■ Excerpt to read ■
--------------------
Tuesday, June 11, 2013

Ponzis, Pyramids and Related Scams 

Sadly, there are scams everywhere we turn. While there are many variations, a couple of themes are quite common: Ponzis and Pyramids.

Charles Ponzi may not have been the first, but he was the one who made it famous in Boston in the early 1900s. The Ponzi scheme is a way for an investment advisor/manager to attract more customers and more money. Funds received from new investors are used to pay older investors. With the older investors boasting of the enormous returns they received with superstar advisor Joe Bigbuck’s, more investors are attracted to Joe. This can be kept going for as long as high returns can be funded for the older investors with new investor money. This, of course, requires that new customers be brought on board in large numbers. However, with big publicity for "out smarting the markets", all these balls can be kept in the air for quite some time (e.g. Bernie Madoff).

A pyramid scheme is more complicated and is often disguised as a legitimate business opportunity. What it has in common with the Ponzi scheme is that it is a direct money transfer from one group to another. In other words, some people benefit at the expense of others (a zero sum game). Here, participants knowingly give money to those higher on the pyramid with the expectation that they will get to collect money from those they recruit as they are moved up the pyramid. So what brings in these new recruits? Greed! When they see how much those at the top of the pyramid have made, they cough up the money and go on a recruiting binge with family and friends.

Multi-level (or Network) marketing is probably the best known pyramid scheme. Okay, MLMs are not LEGALLY considered pyramids. Through massive lobby and compromise they have largely escaped the law. But that doesn’t change the fact that the economic function of MLM is that of a pyramid (in economics, if it looks like a duck, walks like a duck, and quacks like a duck, we still call it a duck even though politicians may call it a giraffe)

What differentiates multi-level marketing from a pure pyramid is that MLM involves the sale of a product. It really doesn’t matter what the product is because the product is merely a distraction. MLMs do, however, tend to invest heavily in the development of cosmetics and nutritional supplements because this allows them to make extraordinary claims -- that cannot be proved or disproved – and generate the hype and excitement necessary to charge multiple times the price of similar products. It is this difference in price that flows up the pyramid. Robert Fitzpatrick of Pyramid Scheme Alert sums it up:

... multi-level marketing schemes (MLMs), offer a "product" and claims that the "sale" of a product automatically makes them legal. Camouflaging the pyramid money through a "product purchase" and then calling the pyramid payments "commissions" is the preferred disguise for money-laundering in MLM pyramid scams. Usually the products are absurdly over-priced, not retailed, and are only purchased by the "salespeople." These purchases actually serve as "tickets" to participate in the pay-to-play scam.
--------------------
Records excerpted from a collection
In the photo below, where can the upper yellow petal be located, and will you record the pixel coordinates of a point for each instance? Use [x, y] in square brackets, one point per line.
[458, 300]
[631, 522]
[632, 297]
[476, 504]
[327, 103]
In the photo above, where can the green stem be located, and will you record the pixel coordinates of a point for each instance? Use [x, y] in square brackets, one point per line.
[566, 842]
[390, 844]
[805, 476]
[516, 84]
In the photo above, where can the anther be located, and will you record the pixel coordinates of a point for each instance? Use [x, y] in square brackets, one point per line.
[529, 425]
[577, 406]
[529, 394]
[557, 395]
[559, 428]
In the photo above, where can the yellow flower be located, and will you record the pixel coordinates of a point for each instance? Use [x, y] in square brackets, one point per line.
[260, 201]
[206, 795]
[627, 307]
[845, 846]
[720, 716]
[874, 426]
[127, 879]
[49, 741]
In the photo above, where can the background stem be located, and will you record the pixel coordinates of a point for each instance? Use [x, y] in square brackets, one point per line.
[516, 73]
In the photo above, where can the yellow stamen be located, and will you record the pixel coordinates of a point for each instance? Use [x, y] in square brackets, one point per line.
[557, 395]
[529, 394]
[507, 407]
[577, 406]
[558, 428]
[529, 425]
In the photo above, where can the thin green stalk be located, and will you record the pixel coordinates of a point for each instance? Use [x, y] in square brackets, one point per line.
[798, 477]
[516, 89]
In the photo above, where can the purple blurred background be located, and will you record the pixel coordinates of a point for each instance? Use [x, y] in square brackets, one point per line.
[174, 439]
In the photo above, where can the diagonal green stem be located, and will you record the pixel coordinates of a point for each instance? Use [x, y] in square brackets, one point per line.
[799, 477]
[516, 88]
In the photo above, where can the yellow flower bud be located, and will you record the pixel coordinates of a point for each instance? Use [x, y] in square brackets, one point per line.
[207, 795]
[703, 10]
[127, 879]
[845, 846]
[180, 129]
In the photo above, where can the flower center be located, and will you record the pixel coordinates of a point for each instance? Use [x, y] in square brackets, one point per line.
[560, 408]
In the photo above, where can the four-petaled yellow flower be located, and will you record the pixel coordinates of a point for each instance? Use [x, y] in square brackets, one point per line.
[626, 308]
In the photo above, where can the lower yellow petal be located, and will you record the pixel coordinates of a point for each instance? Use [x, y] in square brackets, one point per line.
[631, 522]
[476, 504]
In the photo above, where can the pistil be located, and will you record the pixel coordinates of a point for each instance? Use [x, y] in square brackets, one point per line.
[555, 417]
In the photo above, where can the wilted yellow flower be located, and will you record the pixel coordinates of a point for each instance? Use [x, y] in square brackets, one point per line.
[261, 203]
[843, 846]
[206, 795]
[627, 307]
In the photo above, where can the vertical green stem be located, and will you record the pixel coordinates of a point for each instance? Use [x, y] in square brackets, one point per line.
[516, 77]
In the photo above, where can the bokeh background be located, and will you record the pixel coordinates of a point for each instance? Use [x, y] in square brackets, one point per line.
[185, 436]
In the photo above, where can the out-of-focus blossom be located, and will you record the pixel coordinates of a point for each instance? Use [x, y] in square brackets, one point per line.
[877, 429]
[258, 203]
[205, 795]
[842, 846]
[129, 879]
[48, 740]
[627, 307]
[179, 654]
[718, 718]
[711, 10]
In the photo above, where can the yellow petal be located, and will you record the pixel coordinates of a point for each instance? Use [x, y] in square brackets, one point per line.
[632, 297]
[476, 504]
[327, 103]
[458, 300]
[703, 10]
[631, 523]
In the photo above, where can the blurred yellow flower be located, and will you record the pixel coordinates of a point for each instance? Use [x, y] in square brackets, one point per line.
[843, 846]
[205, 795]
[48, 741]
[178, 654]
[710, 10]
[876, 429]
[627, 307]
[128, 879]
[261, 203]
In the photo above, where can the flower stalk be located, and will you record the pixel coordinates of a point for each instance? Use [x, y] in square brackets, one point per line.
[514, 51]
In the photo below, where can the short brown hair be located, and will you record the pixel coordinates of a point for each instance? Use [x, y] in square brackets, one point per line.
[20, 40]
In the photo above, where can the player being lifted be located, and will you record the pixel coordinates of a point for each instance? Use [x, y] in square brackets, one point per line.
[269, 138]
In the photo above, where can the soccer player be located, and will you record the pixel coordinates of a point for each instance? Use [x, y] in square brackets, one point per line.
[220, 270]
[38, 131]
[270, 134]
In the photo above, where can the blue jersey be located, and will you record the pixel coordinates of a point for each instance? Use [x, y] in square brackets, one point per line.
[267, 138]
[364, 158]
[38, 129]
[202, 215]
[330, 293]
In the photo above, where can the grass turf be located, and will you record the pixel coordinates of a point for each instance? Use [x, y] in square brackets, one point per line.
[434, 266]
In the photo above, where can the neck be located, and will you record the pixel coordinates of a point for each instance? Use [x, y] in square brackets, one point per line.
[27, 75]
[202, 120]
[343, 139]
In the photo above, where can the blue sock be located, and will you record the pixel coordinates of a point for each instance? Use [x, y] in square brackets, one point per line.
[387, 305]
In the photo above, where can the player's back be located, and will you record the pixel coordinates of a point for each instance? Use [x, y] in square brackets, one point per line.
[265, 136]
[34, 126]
--------------------
■ Parts of the exercise ■
(1) In the scams post, what sets multi-level marketing apart from a pure pyramid?
(2) Reproduce the scams post from "Tuesday, June 11, 2013" up to and including "Ponzis and Pyramids.".

■ Answers to the exercise ■
(1) Multi-level marketing involves the sale of a product.

(2)
Tuesday, June 11, 2013

Ponzis, Pyramids and Related Scams 

Sadly, there are scams everywhere we turn. While there are many variations, a couple of themes are quite common: Ponzis and Pyramids.